- **Requirement**
Decide whether each statement agrees with the news report on the Ferguson curfew below, answering yes or no and quoting the deciding words of the report: 1. Missouri's governor imposed the curfew. 2. Eric Holder ordered the federal autopsy on Saturday. 3. About 125 people attended a rally in support of Darren Wilson.

━━━ Text passage

Authorities on Sunday imposed a midnight curfew for the second night a row in the tense St. Louis suburb where an unarmed black teen was shot to death last week by police, seeking to secure an elusive peace as protesters continued to gather.
Police blocked off at least one street to vehicle traffic before the sun had even set. The move came as scores of protesters began gathering along West Florissant Avenue in Ferguson, the site of ongoing protests as well as violence and looting since 18-year-old Michael Brown was shot to death on Aug. 9.
"They want to take it night by night," said Highway Patrol spokesman Justin Wheetley said of the curfew, imposed Saturday night by Missouri Governor Jay Nixon in an effort to quell protests and looting.
Earlier on Sunday, U.S. Attorney General Eric Holder ordered a federal autopsy of Brown's body, seeking to assure the family and community there will be a thorough investigation into a death that has sparked days of racially charged protests.
Eighteen-year-old Brown, who was black, was shot by white police officer Darren Wilson. The police department in the St. Louis suburb has come under strong criticism for both the death of an unarmed man and its handling of the aftermath.
The Highway Patrol captain charged with restoring order told hundreds of people gathered at a local church for a rally on Sunday that he was committed to protecting their right to protest.
"I'm sorry," Captain Ron Johnson, who is black, told Brown's family during remarks that prompted repeated standing ovations at the rally. "My heart is heavy."
The mood at the rally was somber, as a choir sang gospel music at Greater Grace Church, civil rights activist the Rev. Al Sharpton asked participants to join hands and prepare themselves for difficult days ahead as the results of three autopsies of Brown's body become public, and his funeral is held.
"This is a defining moment in this country," Sharpton told the crowd. Brown's death "will change this town," he said.
In St. Louis on Sunday, about 125 people attended a rally in support of officer Darren Wilson, the St. Louis Metropolitan Police Department said. Protesters held signs that read, "We love and support you Darren" and "Support our police. Pray for peace."

━━━━━━
━━━ Records provided

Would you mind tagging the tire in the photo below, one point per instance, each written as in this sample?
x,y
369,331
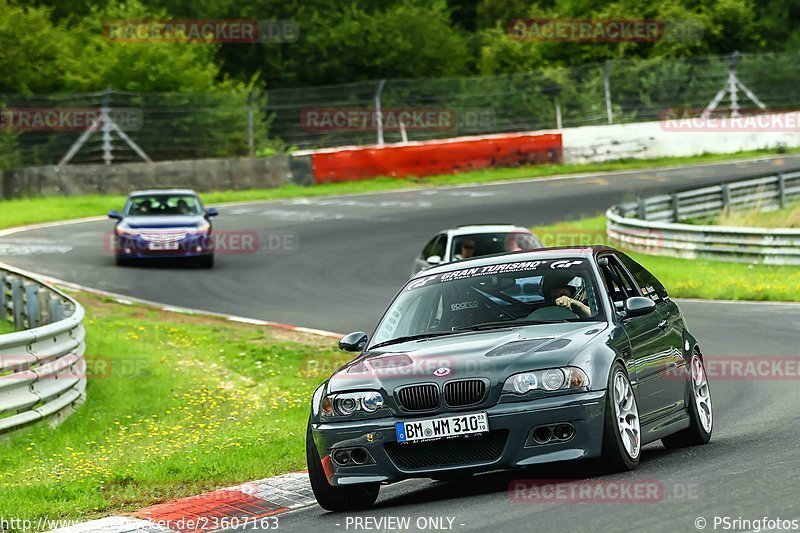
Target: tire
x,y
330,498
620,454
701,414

━━━━━━
━━━ Records provided

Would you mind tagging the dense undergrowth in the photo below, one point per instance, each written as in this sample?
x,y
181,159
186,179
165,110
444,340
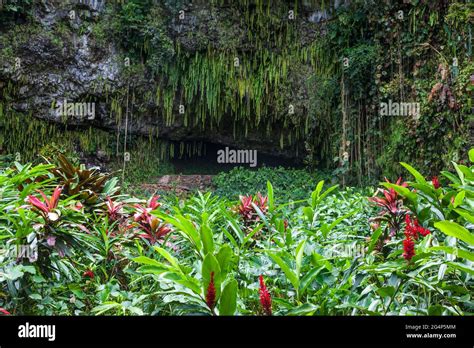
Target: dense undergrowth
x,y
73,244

━━━━━━
━━━ Records provided

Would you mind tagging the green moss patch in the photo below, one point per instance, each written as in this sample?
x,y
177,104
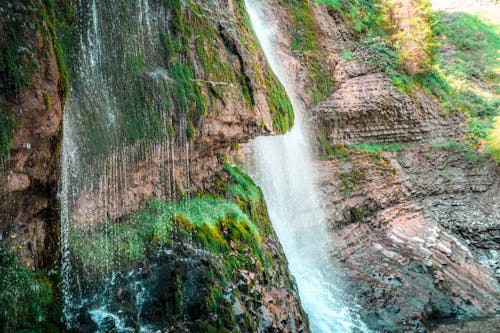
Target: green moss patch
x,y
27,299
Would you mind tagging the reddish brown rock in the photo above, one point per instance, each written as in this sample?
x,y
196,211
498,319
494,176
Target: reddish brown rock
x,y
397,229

━━━━━━

- **Solution**
1. Yes: "imposed Saturday night by Missouri Governor Jay Nixon"
2. No: "Earlier on Sunday, U.S. Attorney General Eric Holder ordered a federal autopsy of Brown's body"
3. Yes: "about 125 people attended a rally in support of officer Darren Wilson"